Reproduzca íntegramente y sin ningún cambio el texto sobre los parques urbanos y la salud mental.

## TEXTO FUENTE
= = = = =

Este follaje también esconde otras cosas. En un pasaje sobre la Inglaterra victoriana, Fitzgerald sostiene que los parques fueron “un intento de moldear y crear un nuevo ciudadano urbano, de intervenir e incluso alterar el ‘carácter’ de ese ciudadano”. Muchos planificadores, incluido Olmsted, creían que sus proyectos de diseño tendrían un efecto civilizador en sus usuarios. A Fitzgerald le preocupa que los planificadores urbanos todavía jueguen a ser Dios y utilicen sus diseños de ciudades verdes para crear nuevos tipos de personas, de acuerdo con sus propias ideas de lo que es bueno.
Además de su trabajo de archivo, Fitzgerald se enfrenta a la evidencia científica que respalda los beneficios psicológicos de la vegetación, el agua y otros elementos naturales. Según Fitzgerald, ese trabajo comenzó en serio en 1979 cuando Roger Ulrich, un investigador de diseño de atención médica, dividió a sus estudiantes en dos grupos: a la mitad de los participantes se les mostraron paisajes naturales; a la otra mitad, paisajes urbanos. Todos fueron evaluados para determinar los niveles de ansiedad antes y después de ver las imágenes. Ulrich descubrió que los estudiantes que vieron las escenas urbanas tenían más miedo que antes, mientras que el grupo de la naturaleza estaba más despreocupado.
Este estudio, y otros similares, señala Fitzgerald, ayudaron a formar la base de la planificación urbana moderna. “Pasé mucho tiempo asistiendo a talleres y conferencias que tratan, en términos generales, de cómo el entorno físico afecta la salud mental”, escribe. Habla con activistas de los árboles callejeros, psicólogos ambientales e incluso con un científico que investiga Shinrin-yoku, o baño en el bosque, un término japonés para caminar en la naturaleza como una forma de calmar la mente. Se ha demostrado que la práctica reduce la presión arterial y mejora el estado de ánimo de las personas.

= = = = =

## DATOS
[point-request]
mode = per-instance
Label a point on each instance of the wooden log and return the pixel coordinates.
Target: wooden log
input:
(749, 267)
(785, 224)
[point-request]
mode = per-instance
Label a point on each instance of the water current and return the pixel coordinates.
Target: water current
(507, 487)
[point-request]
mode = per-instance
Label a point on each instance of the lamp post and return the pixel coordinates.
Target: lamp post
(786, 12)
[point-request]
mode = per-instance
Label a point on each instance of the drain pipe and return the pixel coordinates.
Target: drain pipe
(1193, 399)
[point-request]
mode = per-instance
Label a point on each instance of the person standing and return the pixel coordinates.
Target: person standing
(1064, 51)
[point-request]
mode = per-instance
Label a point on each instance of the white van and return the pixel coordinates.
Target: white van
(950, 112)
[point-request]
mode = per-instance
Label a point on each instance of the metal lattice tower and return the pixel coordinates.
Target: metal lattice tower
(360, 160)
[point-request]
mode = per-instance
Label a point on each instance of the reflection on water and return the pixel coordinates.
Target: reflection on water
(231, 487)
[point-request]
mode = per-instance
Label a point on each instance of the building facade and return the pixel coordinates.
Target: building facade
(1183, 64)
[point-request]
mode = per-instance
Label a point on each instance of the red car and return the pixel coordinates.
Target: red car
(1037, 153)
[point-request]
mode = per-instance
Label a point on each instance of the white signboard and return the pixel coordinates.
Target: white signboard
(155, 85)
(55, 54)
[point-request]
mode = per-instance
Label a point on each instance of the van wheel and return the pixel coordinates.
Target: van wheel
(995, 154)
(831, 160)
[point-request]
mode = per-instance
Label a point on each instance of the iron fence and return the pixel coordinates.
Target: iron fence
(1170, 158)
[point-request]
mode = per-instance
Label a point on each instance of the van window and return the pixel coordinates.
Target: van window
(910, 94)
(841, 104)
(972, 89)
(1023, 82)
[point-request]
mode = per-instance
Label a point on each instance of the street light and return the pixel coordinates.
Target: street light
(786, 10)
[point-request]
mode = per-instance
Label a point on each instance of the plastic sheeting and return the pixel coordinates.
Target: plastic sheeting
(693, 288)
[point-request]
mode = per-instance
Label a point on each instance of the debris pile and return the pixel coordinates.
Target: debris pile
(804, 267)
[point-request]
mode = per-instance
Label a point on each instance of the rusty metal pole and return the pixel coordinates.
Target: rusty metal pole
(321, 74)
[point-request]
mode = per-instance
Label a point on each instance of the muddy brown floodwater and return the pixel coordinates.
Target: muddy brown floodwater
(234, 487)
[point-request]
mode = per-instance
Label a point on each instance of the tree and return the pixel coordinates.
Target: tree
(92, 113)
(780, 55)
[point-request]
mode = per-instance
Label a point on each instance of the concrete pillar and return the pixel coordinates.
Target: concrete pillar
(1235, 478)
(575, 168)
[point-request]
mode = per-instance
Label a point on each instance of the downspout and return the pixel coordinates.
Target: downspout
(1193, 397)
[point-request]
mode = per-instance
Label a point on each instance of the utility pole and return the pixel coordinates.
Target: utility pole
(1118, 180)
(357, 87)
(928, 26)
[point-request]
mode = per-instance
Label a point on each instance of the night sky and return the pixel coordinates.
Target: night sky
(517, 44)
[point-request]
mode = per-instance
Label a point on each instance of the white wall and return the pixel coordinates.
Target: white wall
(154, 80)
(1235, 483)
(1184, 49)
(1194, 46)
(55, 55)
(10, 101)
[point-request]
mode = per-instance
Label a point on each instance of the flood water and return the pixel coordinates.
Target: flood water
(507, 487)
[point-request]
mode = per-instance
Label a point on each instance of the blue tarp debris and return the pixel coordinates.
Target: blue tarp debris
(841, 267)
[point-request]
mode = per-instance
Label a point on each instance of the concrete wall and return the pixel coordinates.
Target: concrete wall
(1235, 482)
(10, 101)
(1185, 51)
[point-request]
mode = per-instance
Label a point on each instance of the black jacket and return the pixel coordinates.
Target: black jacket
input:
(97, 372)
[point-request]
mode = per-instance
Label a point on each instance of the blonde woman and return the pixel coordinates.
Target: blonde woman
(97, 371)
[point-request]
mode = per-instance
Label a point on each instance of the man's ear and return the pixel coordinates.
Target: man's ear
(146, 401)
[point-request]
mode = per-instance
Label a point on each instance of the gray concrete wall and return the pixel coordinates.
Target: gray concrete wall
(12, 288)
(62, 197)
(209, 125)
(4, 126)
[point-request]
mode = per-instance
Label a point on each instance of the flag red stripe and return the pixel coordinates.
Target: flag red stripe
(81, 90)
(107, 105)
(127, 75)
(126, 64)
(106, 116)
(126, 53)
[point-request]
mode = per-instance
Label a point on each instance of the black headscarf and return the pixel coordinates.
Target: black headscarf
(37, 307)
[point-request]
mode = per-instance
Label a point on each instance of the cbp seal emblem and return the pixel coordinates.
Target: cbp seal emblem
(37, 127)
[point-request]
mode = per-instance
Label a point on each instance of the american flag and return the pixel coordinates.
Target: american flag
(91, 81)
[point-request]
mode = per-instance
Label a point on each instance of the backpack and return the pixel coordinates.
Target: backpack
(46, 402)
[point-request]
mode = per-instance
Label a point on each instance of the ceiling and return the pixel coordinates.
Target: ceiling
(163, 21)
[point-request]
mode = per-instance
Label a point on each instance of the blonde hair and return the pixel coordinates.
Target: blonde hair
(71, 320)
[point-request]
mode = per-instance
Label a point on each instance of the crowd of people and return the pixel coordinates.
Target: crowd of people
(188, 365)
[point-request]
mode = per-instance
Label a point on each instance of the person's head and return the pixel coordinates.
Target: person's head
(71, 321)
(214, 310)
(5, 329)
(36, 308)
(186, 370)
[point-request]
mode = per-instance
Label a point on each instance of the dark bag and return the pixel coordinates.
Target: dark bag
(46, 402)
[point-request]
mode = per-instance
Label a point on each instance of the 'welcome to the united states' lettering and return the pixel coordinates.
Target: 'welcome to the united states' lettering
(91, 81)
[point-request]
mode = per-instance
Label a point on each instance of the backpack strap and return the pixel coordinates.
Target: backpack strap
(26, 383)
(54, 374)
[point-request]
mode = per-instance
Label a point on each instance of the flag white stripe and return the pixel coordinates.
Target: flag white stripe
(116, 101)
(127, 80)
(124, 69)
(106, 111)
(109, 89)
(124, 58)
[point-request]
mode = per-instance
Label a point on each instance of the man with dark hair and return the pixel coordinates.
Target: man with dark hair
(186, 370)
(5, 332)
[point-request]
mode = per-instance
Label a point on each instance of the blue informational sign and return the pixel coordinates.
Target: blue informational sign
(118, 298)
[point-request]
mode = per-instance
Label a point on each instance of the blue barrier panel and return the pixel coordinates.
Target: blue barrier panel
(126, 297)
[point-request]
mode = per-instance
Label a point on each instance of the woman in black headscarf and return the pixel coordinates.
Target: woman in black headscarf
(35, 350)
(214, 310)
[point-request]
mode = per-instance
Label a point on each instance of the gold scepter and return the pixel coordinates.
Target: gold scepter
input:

= = = = =

## RESPUESTA ESPERADA
Este follaje también esconde otras cosas. En un pasaje sobre la Inglaterra victoriana, Fitzgerald sostiene que los parques fueron “un intento de moldear y crear un nuevo ciudadano urbano, de intervenir e incluso alterar el ‘carácter’ de ese ciudadano”. Muchos planificadores, incluido Olmsted, creían que sus proyectos de diseño tendrían un efecto civilizador en sus usuarios. A Fitzgerald le preocupa que los planificadores urbanos todavía jueguen a ser Dios y utilicen sus diseños de ciudades verdes para crear nuevos tipos de personas, de acuerdo con sus propias ideas de lo que es bueno.
Además de su trabajo de archivo, Fitzgerald se enfrenta a la evidencia científica que respalda los beneficios psicológicos de la vegetación, el agua y otros elementos naturales. Según Fitzgerald, ese trabajo comenzó en serio en 1979 cuando Roger Ulrich, un investigador de diseño de atención médica, dividió a sus estudiantes en dos grupos: a la mitad de los participantes se les mostraron paisajes naturales; a la otra mitad, paisajes urbanos. Todos fueron evaluados para determinar los niveles de ansiedad antes y después de ver las imágenes. Ulrich descubrió que los estudiantes que vieron las escenas urbanas tenían más miedo que antes, mientras que el grupo de la naturaleza estaba más despreocupado.
Este estudio, y otros similares, señala Fitzgerald, ayudaron a formar la base de la planificación urbana moderna. “Pasé mucho tiempo asistiendo a talleres y conferencias que tratan, en términos generales, de cómo el entorno físico afecta la salud mental”, escribe. Habla con activistas de los árboles callejeros, psicólogos ambientales e incluso con un científico que investiga Shinrin-yoku, o baño en el bosque, un término japonés para caminar en la naturaleza como una forma de calmar la mente. Se ha demostrado que la práctica reduce la presión arterial y mejora el estado de ánimo de las personas.